**THE TASK**
Please identify each line in the listing below that contains the string "pixel", and copy those lines out.

Excerpts from a point labeling dataset
— BEGIN —

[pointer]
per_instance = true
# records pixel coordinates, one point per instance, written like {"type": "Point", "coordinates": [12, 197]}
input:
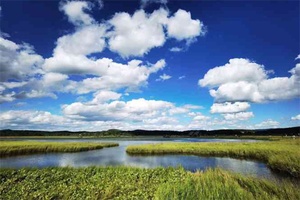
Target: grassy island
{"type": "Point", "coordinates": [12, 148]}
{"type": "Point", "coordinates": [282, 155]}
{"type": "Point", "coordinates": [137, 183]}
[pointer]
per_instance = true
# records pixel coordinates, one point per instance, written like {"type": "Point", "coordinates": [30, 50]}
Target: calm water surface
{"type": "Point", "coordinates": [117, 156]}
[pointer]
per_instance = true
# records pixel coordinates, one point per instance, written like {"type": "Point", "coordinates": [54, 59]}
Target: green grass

— END —
— BEGIN —

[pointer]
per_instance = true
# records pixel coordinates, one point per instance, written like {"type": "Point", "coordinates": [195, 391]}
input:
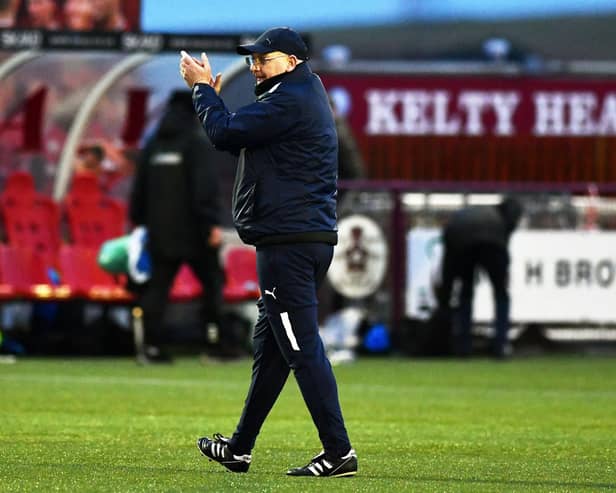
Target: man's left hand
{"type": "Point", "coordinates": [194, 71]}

— END —

**CORRECT RESPONSE**
# records pixel coordinates, one point per instance, written like {"type": "Point", "coordinates": [12, 197]}
# records pixel coordinates, one point per instance, written like {"type": "Point", "coordinates": [30, 50]}
# records pixel coordinates, one point per instance, written like {"type": "Point", "coordinates": [54, 59]}
# records pixel coordinates, one point per instance, written like {"type": "Point", "coordinates": [195, 391]}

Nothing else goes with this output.